:: INSTRUCTIONS FOR THE TASK ::
Carry on the article about background screening in healthcare, starting right after its last sentence.

:: DOCUMENT TEXT ::
▼▼▼
HHS OIG Issues 2015 Work Plan – Series Installment Six – A Review of Background Screenings

Background screening practices in the healthcare industry continue to draw the government’s attention, emphasizing how important it is that providers review their screening procedures and ensure they are complying with federal and state laws. The good news is that doing so will also serve to mitigate the risk of exposure to private lawsuits alleging violations of those background screening laws and regulations.

The U.S. Department of Health and Human Services’ Office of Inspector General’s (OIG) 2015 Work Plan addresses background screening issues in four key areas. First, the OIG will evaluate implementation of the national background check program for long-term care employees that is required by the Patient Protection and Affordable Care Act. Second, the OIG will investigate the extent to which home health agencies employ individuals with criminal convictions. Third, OIG will determine how hospitals assess medical staff candidates before granting initial privileges, including verification of credentials and review of the National Practitioner Databank. And fourth, the OIG will review whether states are complying with Medicaid requirements calling for termination of program providers that have been terminated under Medicare or other state Medicaid programs.

This increased attention and oversight by the OIG, coupled with the many state and federal background screening requirements governing the healthcare industry, highlights how important it is for healthcare employers to use defensible screening procedures in hiring and job reassignments.

To help mitigate your risk of litigation, here are a few key issues (by no means exhaustive) to consider before engaging in any background screening activities:

  • Be sure you have insurance that covers the types of litigation and government enforcement actions to which background screening can give rise (e.g. claims under the Fair Credit Reporting Act − FCRA) and make sure your policies do not contain exclusions for federal statutory or regulatory claims.
▲▲▲
:: PROVIDED MATERIAL ::
▼▼▼
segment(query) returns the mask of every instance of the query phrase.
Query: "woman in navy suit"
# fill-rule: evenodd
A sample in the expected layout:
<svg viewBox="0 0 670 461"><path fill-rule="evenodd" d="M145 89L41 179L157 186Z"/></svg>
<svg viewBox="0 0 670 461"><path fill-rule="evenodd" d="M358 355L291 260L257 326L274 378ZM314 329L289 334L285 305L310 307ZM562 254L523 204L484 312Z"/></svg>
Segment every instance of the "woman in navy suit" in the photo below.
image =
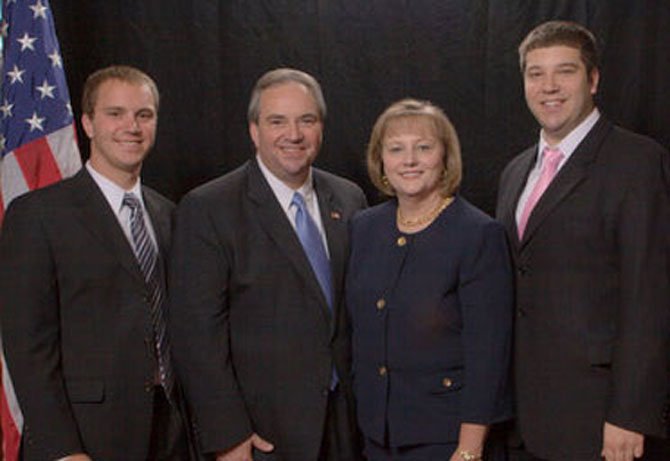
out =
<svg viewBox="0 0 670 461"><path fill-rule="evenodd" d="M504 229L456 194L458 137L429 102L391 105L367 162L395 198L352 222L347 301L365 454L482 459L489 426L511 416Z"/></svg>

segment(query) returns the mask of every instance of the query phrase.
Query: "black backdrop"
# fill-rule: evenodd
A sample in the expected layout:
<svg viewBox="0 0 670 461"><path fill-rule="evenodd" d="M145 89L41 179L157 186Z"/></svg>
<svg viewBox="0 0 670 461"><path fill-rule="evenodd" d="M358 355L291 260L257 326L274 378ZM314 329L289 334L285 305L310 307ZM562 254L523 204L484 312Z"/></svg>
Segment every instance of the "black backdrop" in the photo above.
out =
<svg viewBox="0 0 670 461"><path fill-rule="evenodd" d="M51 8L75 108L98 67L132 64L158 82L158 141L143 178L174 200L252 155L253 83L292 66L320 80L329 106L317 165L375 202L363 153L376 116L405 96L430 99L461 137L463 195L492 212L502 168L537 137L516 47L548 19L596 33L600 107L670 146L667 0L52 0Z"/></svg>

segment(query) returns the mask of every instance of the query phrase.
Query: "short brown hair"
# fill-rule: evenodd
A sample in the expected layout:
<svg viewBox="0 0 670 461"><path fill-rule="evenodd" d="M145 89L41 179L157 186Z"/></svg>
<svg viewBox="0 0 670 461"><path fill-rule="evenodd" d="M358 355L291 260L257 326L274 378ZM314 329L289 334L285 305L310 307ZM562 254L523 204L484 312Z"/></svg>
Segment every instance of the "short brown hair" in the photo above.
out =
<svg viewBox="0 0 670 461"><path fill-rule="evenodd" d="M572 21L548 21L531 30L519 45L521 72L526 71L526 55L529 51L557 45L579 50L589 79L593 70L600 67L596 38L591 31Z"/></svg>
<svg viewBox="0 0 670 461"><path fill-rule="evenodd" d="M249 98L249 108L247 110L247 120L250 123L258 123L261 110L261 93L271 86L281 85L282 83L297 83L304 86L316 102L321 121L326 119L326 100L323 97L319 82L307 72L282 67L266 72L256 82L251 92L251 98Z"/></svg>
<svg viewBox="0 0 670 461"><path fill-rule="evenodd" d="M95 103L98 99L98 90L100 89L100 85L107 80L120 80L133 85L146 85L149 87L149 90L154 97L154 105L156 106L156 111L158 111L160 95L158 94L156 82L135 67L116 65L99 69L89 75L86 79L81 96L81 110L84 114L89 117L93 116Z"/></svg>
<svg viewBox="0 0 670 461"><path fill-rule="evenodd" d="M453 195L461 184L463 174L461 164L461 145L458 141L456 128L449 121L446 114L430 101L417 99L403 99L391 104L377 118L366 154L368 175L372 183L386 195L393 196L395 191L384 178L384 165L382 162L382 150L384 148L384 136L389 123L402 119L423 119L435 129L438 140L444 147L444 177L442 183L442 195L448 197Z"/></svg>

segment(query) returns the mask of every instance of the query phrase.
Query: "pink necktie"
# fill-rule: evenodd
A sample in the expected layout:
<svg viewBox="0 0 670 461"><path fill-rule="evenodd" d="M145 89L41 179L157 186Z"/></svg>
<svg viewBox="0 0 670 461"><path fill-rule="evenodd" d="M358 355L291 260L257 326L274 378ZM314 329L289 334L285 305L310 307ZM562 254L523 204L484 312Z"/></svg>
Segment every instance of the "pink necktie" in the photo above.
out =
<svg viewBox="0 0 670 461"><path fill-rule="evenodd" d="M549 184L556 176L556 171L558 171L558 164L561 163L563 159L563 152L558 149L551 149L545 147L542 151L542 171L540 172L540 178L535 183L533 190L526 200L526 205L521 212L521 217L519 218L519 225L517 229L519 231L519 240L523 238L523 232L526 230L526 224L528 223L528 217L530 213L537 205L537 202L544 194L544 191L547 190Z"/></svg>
▲▲▲
:: RESULT ::
  • Be sure your contract with your background screening company (known as a “consumer reporting agency” or a “CRA”) addresses all of the issues necessary to ensure compliance and decrease the chances of liability.
  • You are permitted to order a background report on an individual only for certain statutorily-approved purposes, and you must certify to the CRA that your order complies with this and other requirements.
  • Some states require employers to perform an individualized assessment of an applicant’s qualifications and ability to do the job at issue, so if you perform background searches relating to those states, be cautious in treating certain criminal background events as automatic disqualifiers for employment.
  • Before you may order a background report on an individual, you must provide the individual with certain disclosures, and you must secure the individual’s authorization.
  • Before you may take any adverse employment action based on a background report, you must provide the individual with notice, a copy of the background report, and a summary of the individual’s rights under the FCRA; then you must wait for a period of time before actually taking the adverse action.
  • When you take the adverse employment action, you must provide a new notice to the individual.

The law in this field is rapidly changing, as are the specific steps one must take to comply with each of the last five bullet points. Employers are well-advised to engage counsel to assist them in auditing their background screening processes and documentation on a regular basis.